>> Start

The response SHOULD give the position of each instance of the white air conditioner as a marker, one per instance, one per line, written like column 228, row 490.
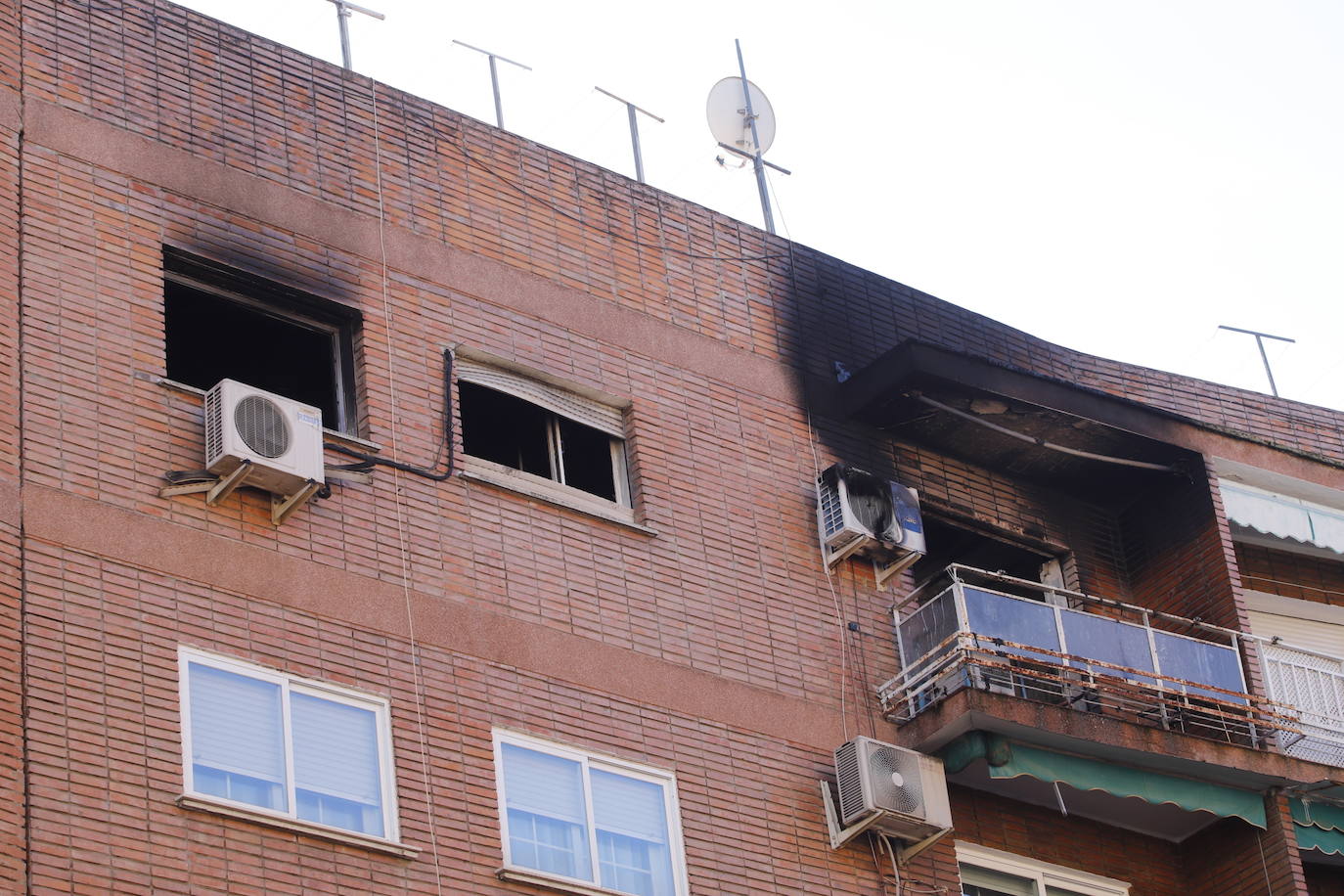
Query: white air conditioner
column 906, row 787
column 280, row 438
column 863, row 514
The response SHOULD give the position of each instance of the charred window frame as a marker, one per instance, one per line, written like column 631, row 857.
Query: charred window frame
column 222, row 323
column 543, row 432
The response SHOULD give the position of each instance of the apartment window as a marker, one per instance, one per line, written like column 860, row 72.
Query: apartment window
column 291, row 748
column 571, row 817
column 991, row 872
column 221, row 323
column 556, row 438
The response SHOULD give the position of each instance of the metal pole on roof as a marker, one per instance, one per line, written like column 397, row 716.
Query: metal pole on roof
column 1260, row 344
column 343, row 10
column 635, row 130
column 755, row 140
column 495, row 78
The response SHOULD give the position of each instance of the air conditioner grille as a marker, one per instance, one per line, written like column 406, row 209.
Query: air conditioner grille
column 214, row 425
column 261, row 426
column 886, row 767
column 832, row 511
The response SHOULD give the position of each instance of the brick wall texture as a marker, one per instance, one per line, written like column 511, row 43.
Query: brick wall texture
column 144, row 126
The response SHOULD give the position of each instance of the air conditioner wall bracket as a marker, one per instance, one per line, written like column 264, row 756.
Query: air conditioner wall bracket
column 841, row 835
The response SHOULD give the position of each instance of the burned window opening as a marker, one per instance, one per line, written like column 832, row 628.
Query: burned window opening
column 225, row 324
column 517, row 434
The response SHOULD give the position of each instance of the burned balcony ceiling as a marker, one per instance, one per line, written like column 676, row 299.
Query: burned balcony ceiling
column 1010, row 422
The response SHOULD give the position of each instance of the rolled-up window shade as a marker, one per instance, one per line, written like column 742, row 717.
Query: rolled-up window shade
column 237, row 724
column 628, row 806
column 335, row 748
column 543, row 784
column 575, row 407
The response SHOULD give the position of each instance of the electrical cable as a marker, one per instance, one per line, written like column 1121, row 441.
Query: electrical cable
column 445, row 441
column 584, row 222
column 417, row 675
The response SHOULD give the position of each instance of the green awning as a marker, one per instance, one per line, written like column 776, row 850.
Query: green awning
column 1010, row 759
column 1319, row 827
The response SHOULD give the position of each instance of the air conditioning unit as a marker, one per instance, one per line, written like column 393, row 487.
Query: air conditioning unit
column 906, row 787
column 863, row 514
column 280, row 437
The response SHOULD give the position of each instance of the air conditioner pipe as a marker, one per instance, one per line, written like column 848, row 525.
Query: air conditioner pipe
column 369, row 461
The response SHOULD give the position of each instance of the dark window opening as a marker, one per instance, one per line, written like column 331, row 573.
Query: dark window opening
column 225, row 324
column 514, row 432
column 951, row 544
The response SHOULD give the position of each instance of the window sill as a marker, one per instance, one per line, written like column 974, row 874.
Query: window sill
column 323, row 831
column 536, row 878
column 553, row 493
column 173, row 385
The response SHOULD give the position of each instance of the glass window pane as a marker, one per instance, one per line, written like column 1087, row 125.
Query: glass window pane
column 994, row 615
column 237, row 738
column 983, row 881
column 1210, row 664
column 336, row 773
column 631, row 819
column 1097, row 637
column 927, row 626
column 547, row 817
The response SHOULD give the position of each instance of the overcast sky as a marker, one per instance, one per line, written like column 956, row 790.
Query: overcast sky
column 1118, row 177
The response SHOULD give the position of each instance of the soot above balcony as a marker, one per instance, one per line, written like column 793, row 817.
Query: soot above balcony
column 1091, row 443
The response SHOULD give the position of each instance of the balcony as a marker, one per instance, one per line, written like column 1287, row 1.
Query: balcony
column 1012, row 637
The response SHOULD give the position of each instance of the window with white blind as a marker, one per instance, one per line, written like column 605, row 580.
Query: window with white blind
column 992, row 872
column 528, row 432
column 294, row 748
column 571, row 817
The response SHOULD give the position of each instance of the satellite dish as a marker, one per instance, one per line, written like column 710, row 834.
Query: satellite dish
column 728, row 113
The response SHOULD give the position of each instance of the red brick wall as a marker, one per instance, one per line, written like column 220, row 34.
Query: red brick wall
column 268, row 111
column 1232, row 859
column 1153, row 867
column 721, row 449
column 107, row 754
column 1290, row 575
column 1175, row 554
column 13, row 820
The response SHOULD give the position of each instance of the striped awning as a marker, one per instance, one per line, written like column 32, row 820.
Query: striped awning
column 1010, row 759
column 1319, row 827
column 1282, row 516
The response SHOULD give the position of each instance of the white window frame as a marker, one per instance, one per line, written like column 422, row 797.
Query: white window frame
column 493, row 374
column 1043, row 874
column 588, row 760
column 288, row 684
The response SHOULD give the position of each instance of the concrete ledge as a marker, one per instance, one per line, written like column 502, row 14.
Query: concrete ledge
column 298, row 827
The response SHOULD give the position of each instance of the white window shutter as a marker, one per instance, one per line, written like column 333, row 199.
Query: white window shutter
column 237, row 724
column 604, row 418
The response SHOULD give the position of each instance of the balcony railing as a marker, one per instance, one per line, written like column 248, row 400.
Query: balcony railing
column 1009, row 636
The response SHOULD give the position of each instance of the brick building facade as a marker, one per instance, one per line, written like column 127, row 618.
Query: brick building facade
column 679, row 633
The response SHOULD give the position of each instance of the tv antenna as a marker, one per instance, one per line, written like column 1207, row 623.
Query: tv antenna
column 742, row 122
column 343, row 10
column 635, row 130
column 1260, row 342
column 495, row 78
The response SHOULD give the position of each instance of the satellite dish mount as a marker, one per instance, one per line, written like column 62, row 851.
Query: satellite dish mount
column 742, row 122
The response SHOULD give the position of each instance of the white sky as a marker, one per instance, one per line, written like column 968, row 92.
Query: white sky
column 1118, row 177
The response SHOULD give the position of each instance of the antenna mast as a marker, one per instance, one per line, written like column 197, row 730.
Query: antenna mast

>> End

» WRITTEN INSTRUCTION
Substitute "power cable" for "electrical cable" throughout the part that opens with the line containing "742, row 717." and closes with the line containing "column 369, row 461". Return only those lines, with everything else left unchanged.

» FULL RESPONSE
The response SHOULD give the position of each instance of the rolled-up window shade as a marker, one per instance, one per line, written like column 742, row 717.
Query: rolled-up window shade
column 237, row 724
column 628, row 806
column 335, row 748
column 543, row 784
column 575, row 407
The response SHOULD give the position of each instance of the power cable as a marker, one per instance, one per line, written like column 1121, row 441.
Query: power cable
column 445, row 441
column 584, row 222
column 417, row 675
The response SHOULD give the position of each instance of the green awning as a marker, one per instance, one per line, written like column 776, row 850.
Query: green awning
column 1010, row 759
column 1319, row 827
The response SHOULD give the position of each instance of the air conditioning unit as a marker, one per instance, one per line, written like column 393, row 487.
Query: air conditioning unit
column 906, row 787
column 863, row 514
column 280, row 437
The response SHOULD give the position of each instance of the air conditioner pipe as a marker, one per instance, one per line, written like column 848, row 525.
Query: air conditioner pipe
column 369, row 461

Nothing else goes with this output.